> **DATASET EXTRACT**
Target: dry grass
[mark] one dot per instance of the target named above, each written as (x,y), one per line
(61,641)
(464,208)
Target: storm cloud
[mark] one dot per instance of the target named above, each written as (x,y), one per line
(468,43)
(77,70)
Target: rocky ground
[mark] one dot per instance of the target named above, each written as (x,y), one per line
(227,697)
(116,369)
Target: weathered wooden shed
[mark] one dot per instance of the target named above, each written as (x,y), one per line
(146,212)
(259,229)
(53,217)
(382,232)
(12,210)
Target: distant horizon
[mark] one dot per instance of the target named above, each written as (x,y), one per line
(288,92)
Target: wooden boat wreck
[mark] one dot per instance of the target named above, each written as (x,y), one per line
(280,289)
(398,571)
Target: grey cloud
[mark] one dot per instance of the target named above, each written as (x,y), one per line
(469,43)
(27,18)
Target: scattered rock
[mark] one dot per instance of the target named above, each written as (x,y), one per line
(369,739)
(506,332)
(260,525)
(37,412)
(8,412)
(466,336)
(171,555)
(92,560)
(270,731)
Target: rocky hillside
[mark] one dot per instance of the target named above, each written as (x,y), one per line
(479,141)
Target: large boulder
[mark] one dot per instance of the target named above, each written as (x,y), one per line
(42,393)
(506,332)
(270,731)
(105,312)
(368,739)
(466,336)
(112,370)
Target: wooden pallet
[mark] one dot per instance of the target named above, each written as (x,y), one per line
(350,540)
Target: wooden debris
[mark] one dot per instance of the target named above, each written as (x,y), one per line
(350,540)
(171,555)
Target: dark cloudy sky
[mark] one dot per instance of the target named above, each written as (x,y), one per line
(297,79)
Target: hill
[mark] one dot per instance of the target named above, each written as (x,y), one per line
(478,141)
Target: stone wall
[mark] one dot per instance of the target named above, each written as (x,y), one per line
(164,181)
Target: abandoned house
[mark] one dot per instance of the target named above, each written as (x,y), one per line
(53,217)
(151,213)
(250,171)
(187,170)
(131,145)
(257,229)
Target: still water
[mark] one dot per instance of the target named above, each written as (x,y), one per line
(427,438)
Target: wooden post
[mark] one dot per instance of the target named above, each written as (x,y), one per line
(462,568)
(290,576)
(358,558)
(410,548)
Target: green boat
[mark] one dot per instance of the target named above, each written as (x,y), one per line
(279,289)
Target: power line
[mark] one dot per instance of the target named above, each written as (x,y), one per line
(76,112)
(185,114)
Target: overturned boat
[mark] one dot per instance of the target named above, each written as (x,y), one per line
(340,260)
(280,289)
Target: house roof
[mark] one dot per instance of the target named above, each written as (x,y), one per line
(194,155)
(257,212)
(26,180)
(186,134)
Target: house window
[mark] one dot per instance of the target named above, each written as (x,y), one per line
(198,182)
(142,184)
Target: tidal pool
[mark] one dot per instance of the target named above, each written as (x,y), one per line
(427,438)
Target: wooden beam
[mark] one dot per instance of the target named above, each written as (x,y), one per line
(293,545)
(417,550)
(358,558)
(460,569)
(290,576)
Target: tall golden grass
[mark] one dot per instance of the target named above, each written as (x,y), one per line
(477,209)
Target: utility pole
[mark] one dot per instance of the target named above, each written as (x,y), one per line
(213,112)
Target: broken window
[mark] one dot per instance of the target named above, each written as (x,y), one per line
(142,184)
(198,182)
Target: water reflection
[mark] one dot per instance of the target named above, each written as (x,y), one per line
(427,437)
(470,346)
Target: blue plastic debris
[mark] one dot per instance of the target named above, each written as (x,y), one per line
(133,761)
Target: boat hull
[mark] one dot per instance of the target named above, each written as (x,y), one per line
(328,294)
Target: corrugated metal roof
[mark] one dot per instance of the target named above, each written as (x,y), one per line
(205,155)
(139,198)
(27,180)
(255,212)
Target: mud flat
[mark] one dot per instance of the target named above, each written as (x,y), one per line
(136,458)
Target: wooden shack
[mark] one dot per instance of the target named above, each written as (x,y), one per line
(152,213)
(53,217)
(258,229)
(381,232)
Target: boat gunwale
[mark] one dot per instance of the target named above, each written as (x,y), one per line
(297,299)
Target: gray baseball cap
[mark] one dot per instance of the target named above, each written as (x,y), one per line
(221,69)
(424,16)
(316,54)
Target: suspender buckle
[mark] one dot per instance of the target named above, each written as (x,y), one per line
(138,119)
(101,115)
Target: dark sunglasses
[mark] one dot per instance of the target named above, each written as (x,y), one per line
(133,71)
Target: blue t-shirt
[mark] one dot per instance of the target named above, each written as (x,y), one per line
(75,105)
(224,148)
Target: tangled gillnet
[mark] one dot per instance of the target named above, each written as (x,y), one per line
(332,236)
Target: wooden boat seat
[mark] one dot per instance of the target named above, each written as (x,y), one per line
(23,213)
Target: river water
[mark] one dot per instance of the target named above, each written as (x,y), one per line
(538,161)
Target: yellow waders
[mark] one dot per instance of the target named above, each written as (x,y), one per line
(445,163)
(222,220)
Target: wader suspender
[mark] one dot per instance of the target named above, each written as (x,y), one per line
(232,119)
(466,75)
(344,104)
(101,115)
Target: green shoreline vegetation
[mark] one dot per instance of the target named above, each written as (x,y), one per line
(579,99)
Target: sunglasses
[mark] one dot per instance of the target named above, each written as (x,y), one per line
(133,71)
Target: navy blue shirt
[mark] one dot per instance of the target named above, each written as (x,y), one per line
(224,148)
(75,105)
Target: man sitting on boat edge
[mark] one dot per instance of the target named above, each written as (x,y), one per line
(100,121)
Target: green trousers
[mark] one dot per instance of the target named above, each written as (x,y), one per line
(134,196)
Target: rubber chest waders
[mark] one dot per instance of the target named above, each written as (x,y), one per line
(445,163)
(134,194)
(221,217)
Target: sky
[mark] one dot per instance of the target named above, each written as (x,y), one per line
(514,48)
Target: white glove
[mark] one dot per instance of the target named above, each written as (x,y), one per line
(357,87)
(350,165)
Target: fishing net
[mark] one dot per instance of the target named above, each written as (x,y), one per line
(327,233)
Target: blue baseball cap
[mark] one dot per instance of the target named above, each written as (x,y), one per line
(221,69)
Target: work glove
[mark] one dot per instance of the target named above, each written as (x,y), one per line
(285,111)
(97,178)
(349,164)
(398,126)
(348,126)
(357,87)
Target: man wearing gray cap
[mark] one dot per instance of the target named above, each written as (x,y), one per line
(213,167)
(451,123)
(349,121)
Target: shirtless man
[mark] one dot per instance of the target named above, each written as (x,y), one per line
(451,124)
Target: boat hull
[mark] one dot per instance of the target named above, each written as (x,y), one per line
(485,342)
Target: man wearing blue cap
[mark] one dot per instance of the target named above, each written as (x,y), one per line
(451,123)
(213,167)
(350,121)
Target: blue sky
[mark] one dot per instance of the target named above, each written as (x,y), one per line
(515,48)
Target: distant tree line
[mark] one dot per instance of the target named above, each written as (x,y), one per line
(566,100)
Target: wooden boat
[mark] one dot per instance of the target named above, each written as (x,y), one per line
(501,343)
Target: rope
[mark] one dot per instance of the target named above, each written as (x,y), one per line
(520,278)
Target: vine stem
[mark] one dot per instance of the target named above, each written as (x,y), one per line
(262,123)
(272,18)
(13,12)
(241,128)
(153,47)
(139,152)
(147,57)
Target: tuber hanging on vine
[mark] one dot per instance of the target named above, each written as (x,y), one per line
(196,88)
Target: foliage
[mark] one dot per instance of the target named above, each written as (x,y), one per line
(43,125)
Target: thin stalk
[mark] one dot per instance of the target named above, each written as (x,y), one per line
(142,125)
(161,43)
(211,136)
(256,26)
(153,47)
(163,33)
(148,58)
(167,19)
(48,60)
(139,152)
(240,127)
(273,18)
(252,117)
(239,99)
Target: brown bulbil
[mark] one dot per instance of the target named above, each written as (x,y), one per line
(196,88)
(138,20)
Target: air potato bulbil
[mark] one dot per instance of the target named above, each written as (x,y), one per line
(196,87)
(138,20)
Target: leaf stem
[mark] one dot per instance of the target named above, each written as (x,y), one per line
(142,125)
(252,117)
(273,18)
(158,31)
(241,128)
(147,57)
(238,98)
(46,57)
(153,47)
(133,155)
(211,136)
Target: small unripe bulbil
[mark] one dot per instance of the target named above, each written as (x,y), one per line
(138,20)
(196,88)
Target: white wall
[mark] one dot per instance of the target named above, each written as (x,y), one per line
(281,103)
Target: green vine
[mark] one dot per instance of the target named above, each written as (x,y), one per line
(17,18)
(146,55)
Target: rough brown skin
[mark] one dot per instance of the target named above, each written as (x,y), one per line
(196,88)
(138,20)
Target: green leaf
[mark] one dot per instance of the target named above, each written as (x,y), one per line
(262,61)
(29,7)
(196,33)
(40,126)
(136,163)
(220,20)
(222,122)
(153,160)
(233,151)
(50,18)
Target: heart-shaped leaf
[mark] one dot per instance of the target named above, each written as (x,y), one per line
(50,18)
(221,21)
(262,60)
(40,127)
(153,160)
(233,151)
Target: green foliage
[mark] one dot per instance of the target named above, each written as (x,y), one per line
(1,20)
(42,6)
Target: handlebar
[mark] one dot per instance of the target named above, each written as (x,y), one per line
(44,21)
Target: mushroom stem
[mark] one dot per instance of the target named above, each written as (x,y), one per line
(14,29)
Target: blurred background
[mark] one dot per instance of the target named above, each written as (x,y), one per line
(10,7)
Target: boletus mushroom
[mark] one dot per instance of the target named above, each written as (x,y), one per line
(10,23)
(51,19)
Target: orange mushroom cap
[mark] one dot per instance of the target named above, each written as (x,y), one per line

> **THE PROBLEM**
Repeat exactly, and only, the lines from the line with "Target: green leaf" through the end of the listing above, both ends included.

> **FINAL RESULT**
Target: green leaf
[mark] one dot per instance of the target named above, each written as (x,y), one per line
(262,61)
(29,7)
(196,33)
(40,126)
(136,163)
(220,20)
(222,122)
(153,160)
(233,151)
(50,18)
Target: heart-shaped leaf
[mark] one dot per instance of the target named above, each written as (x,y), one per line
(50,18)
(221,21)
(262,60)
(40,127)
(153,160)
(233,151)
Target: green foliage
[mark] one dot per instance of the target named above, each written as (x,y), one per line
(1,20)
(42,6)
Target: handlebar
[mark] one dot per instance of the target named above, each written as (x,y), one per line
(44,21)
Target: mushroom stem
[mark] one dot per instance of the target named above, each written as (x,y), one per line
(14,29)
Target: blurred background
[mark] one dot per instance of the target named above, each written as (x,y), one per line
(10,7)
Target: boletus mushroom
[mark] one dot per instance of the target named above, each written as (x,y), one per line
(10,23)
(51,19)
Target: orange mushroom cap
[mark] one dot per instance of the target named above, each written as (x,y), one per line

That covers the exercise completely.